## ACTIVITY
In the material below, find the line that contains "Where can you find the curb" and the line that contains "Where can you find the balcony", then write out exactly those two lines and everything between them.

## DATASET CONTENT

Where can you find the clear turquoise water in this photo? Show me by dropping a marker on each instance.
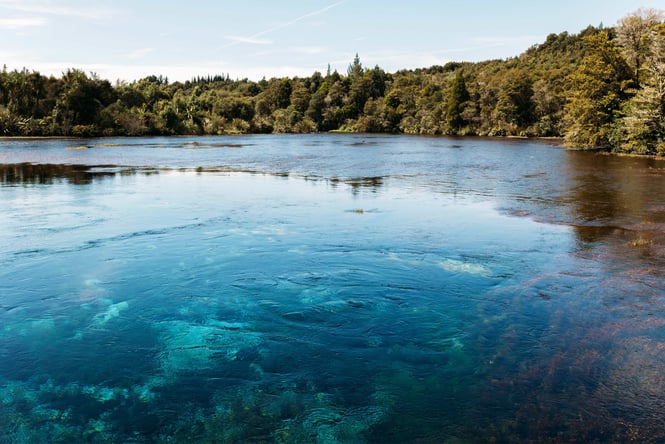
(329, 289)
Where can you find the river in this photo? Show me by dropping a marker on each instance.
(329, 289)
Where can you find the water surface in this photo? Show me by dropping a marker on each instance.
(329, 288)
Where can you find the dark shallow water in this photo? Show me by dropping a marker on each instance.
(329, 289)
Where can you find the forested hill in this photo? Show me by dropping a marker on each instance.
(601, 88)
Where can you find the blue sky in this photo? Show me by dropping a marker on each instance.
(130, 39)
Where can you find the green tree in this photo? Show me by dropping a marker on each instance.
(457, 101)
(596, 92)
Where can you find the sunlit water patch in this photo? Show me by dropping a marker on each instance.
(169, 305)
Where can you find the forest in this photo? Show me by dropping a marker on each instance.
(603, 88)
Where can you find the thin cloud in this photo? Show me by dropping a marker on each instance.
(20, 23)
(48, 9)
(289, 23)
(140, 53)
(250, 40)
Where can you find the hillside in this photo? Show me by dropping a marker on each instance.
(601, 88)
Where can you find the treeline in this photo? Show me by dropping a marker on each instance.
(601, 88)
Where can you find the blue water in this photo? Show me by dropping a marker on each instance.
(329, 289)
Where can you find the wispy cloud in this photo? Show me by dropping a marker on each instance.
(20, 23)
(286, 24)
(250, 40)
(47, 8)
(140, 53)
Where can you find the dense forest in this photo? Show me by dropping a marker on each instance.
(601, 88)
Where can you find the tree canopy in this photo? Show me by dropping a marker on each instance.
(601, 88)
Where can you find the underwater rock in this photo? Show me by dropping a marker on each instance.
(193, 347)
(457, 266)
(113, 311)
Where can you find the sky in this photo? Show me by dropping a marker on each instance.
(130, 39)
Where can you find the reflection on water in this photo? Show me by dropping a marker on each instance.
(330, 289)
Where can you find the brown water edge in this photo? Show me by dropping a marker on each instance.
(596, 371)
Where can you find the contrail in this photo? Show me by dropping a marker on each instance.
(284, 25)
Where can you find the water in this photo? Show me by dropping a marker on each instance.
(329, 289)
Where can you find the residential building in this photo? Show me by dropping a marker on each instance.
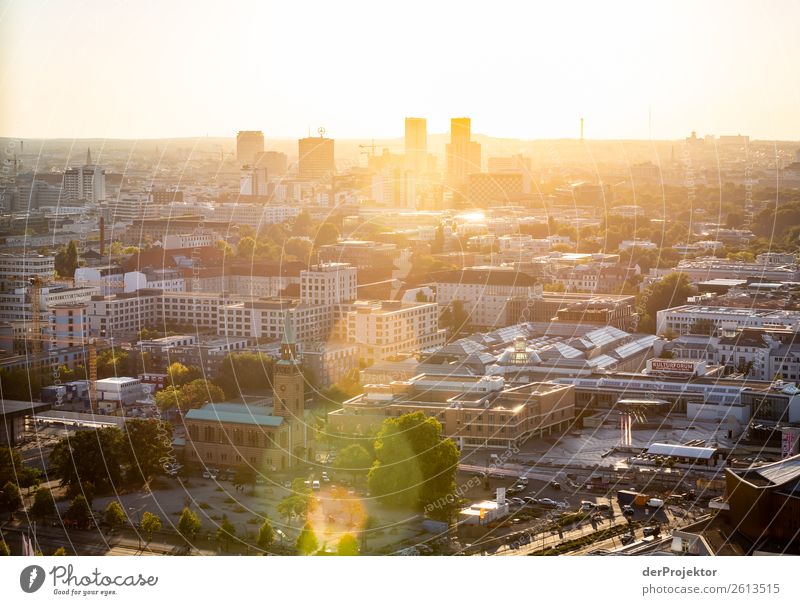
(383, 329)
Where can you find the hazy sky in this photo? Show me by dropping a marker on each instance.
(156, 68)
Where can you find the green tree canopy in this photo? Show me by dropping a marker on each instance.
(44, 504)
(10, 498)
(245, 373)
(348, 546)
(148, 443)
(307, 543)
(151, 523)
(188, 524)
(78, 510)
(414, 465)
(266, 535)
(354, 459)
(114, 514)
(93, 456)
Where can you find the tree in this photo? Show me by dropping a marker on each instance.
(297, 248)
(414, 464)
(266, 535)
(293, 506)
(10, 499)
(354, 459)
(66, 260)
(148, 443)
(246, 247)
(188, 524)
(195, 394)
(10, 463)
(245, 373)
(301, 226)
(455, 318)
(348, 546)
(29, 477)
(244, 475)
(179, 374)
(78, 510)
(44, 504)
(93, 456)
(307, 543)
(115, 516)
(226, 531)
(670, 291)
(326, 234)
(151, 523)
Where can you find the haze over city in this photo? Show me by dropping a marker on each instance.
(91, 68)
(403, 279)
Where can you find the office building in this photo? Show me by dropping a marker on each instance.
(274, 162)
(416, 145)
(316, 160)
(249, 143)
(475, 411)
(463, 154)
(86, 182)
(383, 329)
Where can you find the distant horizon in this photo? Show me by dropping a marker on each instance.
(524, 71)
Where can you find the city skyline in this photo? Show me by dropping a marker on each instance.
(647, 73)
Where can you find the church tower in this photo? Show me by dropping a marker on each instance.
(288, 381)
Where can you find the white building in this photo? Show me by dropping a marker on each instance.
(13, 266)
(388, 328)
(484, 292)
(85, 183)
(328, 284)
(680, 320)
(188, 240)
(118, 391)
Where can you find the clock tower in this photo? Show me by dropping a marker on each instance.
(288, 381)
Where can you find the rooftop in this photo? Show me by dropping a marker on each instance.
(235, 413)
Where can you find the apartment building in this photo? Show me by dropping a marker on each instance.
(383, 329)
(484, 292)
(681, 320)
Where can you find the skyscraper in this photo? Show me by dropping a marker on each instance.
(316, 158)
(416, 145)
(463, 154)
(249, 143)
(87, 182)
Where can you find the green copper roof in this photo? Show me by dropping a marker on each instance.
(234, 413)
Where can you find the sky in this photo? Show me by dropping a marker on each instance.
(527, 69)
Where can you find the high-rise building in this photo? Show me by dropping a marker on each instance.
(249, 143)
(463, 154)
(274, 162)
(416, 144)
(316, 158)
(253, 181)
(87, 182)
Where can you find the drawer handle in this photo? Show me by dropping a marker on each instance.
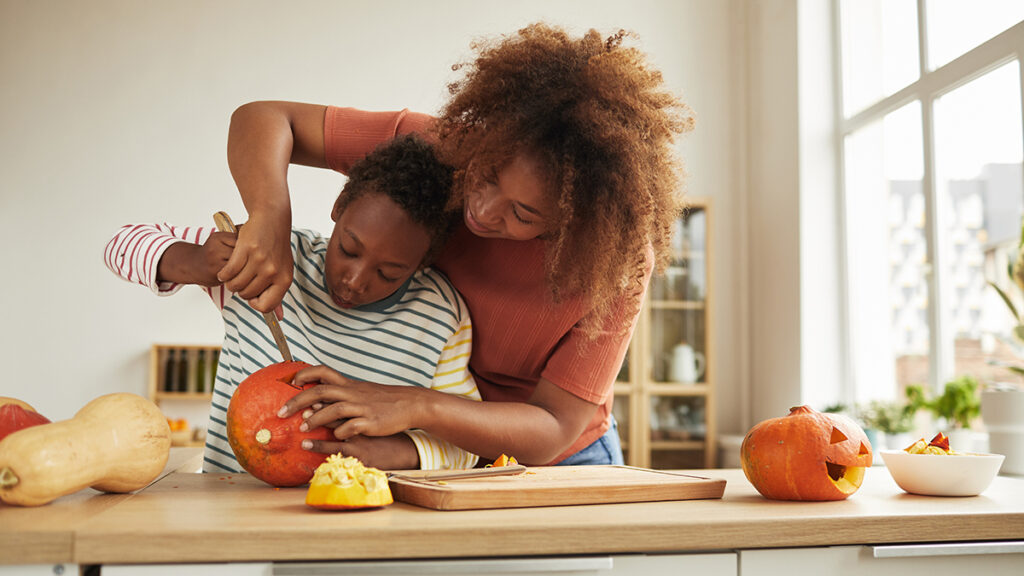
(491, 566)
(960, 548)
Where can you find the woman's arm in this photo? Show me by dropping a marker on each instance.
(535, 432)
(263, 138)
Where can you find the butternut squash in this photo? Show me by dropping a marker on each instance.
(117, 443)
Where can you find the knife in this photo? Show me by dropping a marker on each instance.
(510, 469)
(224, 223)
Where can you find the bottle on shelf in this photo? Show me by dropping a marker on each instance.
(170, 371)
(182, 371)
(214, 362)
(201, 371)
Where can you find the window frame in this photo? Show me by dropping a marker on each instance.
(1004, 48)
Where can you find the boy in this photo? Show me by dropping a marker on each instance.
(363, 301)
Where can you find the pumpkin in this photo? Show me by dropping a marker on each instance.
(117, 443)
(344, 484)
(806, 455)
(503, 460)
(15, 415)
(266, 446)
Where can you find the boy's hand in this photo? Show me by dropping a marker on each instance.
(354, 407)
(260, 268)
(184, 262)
--
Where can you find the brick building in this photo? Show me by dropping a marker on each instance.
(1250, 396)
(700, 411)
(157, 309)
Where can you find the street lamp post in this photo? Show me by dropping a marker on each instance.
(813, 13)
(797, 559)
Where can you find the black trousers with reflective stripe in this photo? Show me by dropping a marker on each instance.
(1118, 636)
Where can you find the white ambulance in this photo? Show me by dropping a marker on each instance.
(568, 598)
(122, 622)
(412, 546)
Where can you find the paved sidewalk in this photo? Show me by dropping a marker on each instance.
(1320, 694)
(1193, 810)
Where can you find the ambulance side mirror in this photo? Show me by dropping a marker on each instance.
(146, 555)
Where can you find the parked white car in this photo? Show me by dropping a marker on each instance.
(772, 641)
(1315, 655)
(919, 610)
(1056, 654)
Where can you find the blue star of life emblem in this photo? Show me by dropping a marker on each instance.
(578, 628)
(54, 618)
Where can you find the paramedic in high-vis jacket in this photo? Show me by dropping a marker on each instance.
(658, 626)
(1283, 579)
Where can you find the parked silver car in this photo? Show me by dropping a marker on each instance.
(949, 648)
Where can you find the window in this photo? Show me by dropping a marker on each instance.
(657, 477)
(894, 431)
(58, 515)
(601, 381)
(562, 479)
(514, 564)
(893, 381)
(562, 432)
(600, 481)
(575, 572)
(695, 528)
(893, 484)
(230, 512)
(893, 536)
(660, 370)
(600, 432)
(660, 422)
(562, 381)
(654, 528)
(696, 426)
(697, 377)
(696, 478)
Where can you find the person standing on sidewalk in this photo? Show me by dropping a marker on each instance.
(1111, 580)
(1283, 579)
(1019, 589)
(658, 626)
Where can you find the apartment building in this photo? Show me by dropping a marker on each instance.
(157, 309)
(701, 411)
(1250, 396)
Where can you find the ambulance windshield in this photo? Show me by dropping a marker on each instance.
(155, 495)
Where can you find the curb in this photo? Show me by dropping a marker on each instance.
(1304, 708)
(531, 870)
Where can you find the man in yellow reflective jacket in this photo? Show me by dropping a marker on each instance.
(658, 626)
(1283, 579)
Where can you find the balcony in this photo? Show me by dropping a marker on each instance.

## SOLUTION FOR THIS PROBLEM
Where can you find the curb in this photo? Show me by dropping a marker on each instance.
(1304, 708)
(531, 870)
Where can you find the man in yellow reflective jacket in this photo? Show me by dropping a marker on each instance.
(658, 626)
(1283, 579)
Where can you find the balcony in this photo? Show me by dropping a marker on each instance.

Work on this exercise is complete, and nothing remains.